* [Provided information]
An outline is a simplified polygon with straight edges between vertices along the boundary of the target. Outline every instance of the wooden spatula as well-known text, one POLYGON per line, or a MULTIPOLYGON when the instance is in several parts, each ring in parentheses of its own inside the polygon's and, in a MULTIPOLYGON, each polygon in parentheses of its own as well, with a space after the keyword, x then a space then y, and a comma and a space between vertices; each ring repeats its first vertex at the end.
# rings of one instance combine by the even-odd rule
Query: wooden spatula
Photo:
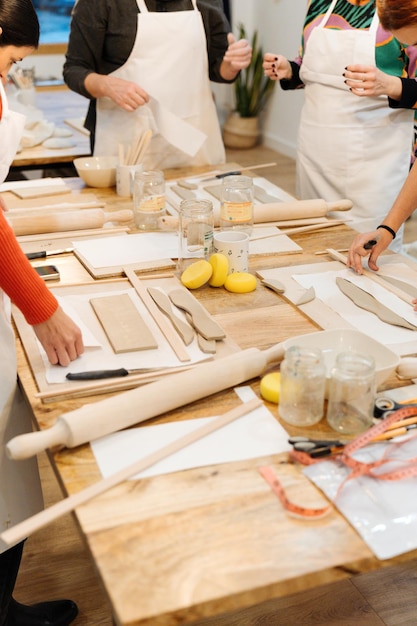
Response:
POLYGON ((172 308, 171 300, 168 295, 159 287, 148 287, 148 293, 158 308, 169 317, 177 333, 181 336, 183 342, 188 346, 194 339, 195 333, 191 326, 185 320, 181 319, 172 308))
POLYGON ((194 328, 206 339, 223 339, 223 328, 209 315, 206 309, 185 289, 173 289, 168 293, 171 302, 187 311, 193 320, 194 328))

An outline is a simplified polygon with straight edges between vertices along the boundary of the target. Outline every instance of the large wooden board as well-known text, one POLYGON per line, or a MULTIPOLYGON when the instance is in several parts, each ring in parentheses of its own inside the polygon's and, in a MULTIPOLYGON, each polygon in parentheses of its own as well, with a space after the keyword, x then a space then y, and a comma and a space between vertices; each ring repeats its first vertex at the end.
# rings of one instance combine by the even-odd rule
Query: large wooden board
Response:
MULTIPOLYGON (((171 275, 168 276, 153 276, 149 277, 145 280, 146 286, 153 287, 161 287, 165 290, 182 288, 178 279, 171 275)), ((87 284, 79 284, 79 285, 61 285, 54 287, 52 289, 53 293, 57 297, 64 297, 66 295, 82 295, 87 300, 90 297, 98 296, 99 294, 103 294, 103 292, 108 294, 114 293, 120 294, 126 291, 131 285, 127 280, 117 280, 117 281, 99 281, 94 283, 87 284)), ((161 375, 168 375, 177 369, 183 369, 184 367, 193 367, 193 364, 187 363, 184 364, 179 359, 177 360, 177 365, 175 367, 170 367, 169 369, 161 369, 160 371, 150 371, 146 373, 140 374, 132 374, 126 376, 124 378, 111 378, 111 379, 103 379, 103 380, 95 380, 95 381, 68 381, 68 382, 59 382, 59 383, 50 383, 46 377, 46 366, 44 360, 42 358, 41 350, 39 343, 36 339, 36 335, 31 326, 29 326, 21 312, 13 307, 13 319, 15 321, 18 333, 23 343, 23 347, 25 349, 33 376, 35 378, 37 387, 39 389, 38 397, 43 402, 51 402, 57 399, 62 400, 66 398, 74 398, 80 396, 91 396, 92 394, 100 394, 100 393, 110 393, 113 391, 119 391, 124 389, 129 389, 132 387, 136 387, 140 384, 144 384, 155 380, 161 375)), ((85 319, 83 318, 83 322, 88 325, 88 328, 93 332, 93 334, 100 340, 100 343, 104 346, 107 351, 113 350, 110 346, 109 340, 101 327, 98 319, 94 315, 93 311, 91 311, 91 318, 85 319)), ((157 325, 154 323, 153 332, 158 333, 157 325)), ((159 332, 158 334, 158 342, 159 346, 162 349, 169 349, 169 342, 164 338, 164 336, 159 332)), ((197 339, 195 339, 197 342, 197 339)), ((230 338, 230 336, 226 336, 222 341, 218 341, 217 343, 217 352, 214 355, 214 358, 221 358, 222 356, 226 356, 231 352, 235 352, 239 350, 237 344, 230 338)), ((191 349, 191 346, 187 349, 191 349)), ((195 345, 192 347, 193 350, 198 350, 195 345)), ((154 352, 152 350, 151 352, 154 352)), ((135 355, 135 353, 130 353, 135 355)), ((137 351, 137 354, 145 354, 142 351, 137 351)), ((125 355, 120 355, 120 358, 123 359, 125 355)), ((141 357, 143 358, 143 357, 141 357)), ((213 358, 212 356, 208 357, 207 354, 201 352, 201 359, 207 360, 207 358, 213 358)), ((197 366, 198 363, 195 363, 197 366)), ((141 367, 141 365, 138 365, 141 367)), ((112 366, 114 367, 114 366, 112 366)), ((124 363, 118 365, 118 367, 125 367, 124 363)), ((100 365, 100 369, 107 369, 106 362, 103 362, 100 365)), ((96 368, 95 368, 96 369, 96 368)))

==

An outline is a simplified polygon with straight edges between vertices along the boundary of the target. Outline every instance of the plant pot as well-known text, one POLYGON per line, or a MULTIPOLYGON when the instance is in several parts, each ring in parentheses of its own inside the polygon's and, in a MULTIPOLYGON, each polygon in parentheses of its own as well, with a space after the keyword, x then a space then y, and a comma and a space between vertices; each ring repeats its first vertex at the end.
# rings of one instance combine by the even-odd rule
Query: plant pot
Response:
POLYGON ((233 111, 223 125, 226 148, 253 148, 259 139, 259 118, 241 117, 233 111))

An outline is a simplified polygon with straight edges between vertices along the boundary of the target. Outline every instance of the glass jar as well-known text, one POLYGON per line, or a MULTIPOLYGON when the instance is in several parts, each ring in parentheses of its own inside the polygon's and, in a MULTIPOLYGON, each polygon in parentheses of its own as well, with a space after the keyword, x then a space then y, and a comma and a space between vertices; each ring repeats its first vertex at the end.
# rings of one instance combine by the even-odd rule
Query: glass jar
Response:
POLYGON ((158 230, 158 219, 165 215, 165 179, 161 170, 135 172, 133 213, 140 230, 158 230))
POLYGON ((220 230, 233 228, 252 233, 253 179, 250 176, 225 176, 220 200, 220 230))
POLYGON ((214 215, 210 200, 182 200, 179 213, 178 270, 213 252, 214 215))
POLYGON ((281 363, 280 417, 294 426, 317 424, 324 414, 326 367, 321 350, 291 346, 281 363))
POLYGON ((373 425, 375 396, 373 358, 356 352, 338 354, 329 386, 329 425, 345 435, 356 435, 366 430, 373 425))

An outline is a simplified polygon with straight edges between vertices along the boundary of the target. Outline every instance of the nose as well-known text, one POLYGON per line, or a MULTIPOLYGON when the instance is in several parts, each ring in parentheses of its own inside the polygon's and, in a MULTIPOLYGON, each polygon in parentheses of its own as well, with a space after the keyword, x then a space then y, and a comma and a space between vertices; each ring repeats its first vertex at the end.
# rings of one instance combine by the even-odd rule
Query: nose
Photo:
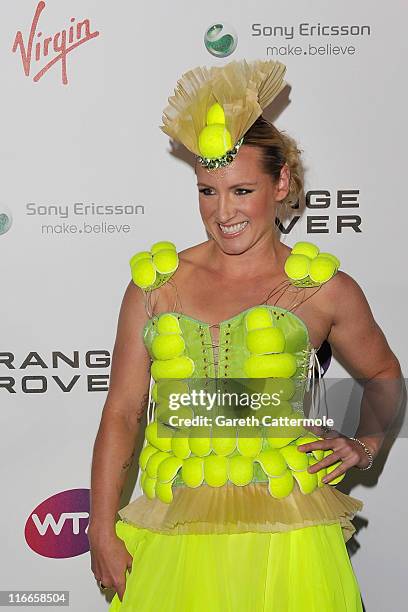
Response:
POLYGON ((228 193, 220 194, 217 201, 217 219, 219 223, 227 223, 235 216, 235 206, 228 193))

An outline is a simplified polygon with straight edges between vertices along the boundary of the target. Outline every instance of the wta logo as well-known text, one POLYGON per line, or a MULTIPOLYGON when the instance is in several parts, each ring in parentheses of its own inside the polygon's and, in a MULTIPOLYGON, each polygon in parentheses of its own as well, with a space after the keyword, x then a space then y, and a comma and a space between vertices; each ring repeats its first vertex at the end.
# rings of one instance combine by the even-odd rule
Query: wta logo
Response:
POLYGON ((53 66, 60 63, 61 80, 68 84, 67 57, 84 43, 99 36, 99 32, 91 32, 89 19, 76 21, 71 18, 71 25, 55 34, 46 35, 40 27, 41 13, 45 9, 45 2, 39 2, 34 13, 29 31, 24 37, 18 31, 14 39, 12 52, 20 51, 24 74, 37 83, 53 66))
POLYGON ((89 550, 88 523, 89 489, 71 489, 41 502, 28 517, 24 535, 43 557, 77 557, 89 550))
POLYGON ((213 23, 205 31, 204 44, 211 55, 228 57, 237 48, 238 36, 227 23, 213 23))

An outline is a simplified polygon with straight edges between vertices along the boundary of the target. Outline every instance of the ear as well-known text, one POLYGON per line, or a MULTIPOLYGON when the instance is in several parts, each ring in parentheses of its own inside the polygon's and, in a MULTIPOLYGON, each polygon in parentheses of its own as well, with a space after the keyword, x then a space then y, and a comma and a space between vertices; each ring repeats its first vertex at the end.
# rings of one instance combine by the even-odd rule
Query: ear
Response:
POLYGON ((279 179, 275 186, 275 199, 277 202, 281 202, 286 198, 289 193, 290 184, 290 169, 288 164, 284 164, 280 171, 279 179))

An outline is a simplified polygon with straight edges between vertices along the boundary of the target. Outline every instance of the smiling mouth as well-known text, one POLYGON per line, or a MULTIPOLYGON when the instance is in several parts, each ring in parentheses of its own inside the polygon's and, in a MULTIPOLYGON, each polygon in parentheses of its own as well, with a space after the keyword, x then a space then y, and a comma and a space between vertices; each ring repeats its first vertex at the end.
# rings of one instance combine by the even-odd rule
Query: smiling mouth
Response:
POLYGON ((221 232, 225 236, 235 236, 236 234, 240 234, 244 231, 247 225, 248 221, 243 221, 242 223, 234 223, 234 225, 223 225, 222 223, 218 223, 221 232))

---

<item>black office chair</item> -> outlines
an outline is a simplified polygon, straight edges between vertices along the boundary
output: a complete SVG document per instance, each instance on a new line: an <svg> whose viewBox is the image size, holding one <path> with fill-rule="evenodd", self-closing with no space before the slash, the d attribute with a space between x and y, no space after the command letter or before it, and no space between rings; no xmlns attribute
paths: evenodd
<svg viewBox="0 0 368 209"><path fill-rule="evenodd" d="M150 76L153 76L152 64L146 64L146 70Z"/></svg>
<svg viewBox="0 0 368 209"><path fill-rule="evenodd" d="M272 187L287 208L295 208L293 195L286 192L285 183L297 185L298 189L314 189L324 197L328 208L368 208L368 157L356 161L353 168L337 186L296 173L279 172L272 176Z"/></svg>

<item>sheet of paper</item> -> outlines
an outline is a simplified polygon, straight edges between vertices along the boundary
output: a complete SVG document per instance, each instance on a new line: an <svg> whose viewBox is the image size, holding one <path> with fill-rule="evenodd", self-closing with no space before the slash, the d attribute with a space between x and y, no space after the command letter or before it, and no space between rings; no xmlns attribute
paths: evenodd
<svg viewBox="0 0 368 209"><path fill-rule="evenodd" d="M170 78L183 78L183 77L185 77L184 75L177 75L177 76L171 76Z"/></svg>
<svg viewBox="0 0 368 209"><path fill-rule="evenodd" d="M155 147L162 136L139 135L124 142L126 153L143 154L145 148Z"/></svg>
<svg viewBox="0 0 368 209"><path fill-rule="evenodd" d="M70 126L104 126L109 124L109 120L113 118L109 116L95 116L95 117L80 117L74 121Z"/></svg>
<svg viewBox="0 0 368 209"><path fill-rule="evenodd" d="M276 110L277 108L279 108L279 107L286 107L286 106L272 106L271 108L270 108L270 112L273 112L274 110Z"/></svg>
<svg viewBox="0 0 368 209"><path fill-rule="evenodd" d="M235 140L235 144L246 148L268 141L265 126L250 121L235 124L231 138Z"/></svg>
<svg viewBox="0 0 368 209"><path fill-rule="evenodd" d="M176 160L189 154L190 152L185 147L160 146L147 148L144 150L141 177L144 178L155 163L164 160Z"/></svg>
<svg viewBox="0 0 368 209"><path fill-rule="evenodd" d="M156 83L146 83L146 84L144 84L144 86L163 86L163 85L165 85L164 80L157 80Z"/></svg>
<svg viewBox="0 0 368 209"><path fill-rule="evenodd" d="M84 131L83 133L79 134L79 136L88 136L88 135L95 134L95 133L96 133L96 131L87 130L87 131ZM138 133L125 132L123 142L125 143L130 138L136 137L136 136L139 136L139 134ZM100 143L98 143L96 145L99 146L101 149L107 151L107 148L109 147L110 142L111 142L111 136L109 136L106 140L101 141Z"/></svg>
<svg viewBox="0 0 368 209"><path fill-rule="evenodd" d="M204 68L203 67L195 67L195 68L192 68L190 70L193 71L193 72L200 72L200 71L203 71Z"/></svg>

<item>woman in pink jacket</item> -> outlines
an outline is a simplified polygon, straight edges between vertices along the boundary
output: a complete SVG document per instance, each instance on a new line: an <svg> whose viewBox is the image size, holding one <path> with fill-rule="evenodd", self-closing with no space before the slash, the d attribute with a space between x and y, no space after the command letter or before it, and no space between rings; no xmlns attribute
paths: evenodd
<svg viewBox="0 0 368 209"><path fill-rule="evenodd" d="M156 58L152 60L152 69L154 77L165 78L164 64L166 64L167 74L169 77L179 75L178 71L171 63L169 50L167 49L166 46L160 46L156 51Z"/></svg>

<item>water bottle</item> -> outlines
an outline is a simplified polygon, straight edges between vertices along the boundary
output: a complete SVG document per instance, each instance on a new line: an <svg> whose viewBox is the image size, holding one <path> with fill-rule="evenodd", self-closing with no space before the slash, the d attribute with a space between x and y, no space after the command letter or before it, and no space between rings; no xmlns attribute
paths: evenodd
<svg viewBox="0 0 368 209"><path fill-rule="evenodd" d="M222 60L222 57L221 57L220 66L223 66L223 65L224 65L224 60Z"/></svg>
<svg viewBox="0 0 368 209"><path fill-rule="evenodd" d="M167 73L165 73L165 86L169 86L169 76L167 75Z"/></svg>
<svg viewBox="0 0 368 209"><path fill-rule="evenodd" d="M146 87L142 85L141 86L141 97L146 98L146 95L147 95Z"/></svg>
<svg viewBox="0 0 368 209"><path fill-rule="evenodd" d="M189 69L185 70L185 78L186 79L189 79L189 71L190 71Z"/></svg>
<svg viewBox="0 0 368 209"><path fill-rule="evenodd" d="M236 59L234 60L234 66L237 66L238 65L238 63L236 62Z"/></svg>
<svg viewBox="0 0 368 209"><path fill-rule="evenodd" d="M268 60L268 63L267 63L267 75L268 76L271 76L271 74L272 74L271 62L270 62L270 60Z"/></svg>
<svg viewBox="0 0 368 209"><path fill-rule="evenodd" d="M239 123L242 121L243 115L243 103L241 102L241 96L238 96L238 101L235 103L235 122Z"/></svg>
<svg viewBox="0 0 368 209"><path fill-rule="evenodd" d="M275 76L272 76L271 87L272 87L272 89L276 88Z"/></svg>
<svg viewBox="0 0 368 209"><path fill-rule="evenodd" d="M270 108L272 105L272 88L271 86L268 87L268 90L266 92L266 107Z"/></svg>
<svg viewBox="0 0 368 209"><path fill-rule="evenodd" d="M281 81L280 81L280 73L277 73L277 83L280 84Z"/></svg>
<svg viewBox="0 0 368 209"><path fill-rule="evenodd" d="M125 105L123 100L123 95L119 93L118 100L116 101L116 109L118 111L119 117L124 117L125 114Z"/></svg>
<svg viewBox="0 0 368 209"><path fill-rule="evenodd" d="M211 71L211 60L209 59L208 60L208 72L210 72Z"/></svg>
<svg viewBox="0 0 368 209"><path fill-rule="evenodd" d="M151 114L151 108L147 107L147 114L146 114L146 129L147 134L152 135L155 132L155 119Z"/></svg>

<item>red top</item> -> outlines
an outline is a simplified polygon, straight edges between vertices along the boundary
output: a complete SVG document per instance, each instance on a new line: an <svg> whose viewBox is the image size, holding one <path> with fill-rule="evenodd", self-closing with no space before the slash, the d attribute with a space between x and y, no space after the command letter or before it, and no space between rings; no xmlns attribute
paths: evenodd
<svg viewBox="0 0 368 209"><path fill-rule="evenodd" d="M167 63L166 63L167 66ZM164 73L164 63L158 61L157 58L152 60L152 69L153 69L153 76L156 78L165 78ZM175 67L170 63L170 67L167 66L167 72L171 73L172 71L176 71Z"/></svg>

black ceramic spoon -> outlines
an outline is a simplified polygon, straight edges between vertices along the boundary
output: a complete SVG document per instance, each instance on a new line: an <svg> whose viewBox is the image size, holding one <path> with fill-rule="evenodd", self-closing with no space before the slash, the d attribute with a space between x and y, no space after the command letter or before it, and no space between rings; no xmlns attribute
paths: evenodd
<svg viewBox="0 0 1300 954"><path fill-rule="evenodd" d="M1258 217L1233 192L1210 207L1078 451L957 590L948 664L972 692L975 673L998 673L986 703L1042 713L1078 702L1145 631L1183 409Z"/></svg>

* [What is needed]
Please find all lines of the entries that hold the string "item" and copy them.

* [Answer space]
<item>black office chair</item> -> outlines
<item>sheet of paper</item> -> outlines
<item>woman in pink jacket</item> -> outlines
<item>water bottle</item> -> outlines
<item>red top</item> -> outlines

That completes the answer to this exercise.